**YOUR INSTRUCTIONS**
Reproduce word for word the stretch of the gun forum thread below from "## Maximo (May" through "all other handguns.".

# M..................................................



## Guest (Jun 27, 2006)

*1911A1 ;-) *


----------



## 2400 (Feb 4, 2006)

Dustoff '68 said:


> *1911A1 ;-) *


OK, what was the question? :-D


----------



## scooter (May 9, 2006)

Dont Know the question but that HAS to be the correct answer :-D


----------



## Whittey (May 8, 2006)

scooter said:


> Dont Know the question but that HAS to be the correct answer :-D


What's the most overrated gun ever? :wink:

-=Whittey=-


----------



## scooter (May 9, 2006)

Whittey said:


> scooter said:
> 
> 
> > Dont Know the question but that HAS to be the correct answer :-D
> ...


GLOCK


----------



## Shipwreck (Jan 26, 2006)

The question is - What's the next best gun after the P99


----------



## 2400 (Feb 4, 2006)

Shipwreck said:


> The question is - What's the next best gun after the P99


You got it wrong, "THE" question is what does the P99 want to be when it grows up? :-D


----------



## Guest (Jun 28, 2006)

Dustoff '68 said:


> *1911A1 ;-) *


The killer 7?

LOL!! I play RE4 way too much. :lol:


----------



## Shipwreck (Jan 26, 2006)

2400 said:


> Shipwreck said:
> 
> 
> > The question is - What's the next best gun after the P99
> ...


God personally handed me my P99 and apologized about the whole 1911 thing  :-D :roll: :wink:


----------



## Maximo (May 26, 2006)

God personally handed me my P99 and apologized about the whole 1911 thing  :-D :roll: :wink:[/quote]

Funny!!! he handed my an M&P and said go forth and rule over all other handguns.


----------



## 2400 (Feb 4, 2006)

Shipwreck said:


> 2400 said:
> 
> 
> > Shipwreck said:
> ...


I want some of whatever it is you're using, it's powerful stuff. :-D :-D :-D :-D :-D


----------



## tony pasley (May 6, 2006)

the question is what does god carry 1911a1 the rest is to give away as a joke


----------



## scooter (May 9, 2006)

UUUMh Hey shipwreck have you recently had a psych eval??
You're WAAAAAAAAY overdue :smt023


----------



## Shipwreck (Jan 26, 2006)

scooter said:


> UUUMh Hey shipwreck have you recently had a psych eval??
> You're WAAAAAAAAY overdue :smt023


Ya think?!?! :? :?


----------



## spacedoggy (May 11, 2006)

Good year for wine the red was A1


----------



## scooter (May 9, 2006)

spacedoggy said:


> Good year for wine the red was A1


Uh Huh....? ya lost me at the bakery with this one :-D :-D


----------



## 2400 (Feb 4, 2006)

scooter said:


> spacedoggy said:
> 
> 
> > Good year for wine the red was A1
> ...


Bakery, what bakery? I thought we were going to the ball game. :-D :-D


----------



## Charlie (May 13, 2006)

Did you guys ride the bus to school or did you take your lunch?


----------



## 2400 (Feb 4, 2006)

Charlie said:


> Did you guys ride the bus to school or did you take your lunch?


Bus, what bus? I'm supposed to be on the train. 8)


----------



## tony pasley (May 6, 2006)

i skipped school to go hunting, what was the limit on those big yellow things anyway


----------



## Charlie (May 13, 2006)

If yer talking about the big yellow limoZeeens, it's all ya' can haul away.


----------

**DATA EXCERPT**
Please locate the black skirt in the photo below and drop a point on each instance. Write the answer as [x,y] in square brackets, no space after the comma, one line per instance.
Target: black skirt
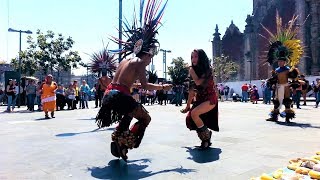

**THE ANSWER**
## Maximo (May 26, 2006)

God personally handed me my P99 and apologized about the whole 1911 thing  :-D :roll: :wink:[/quote]

Funny!!! he handed my an M&P and said go forth and rule over all other handguns.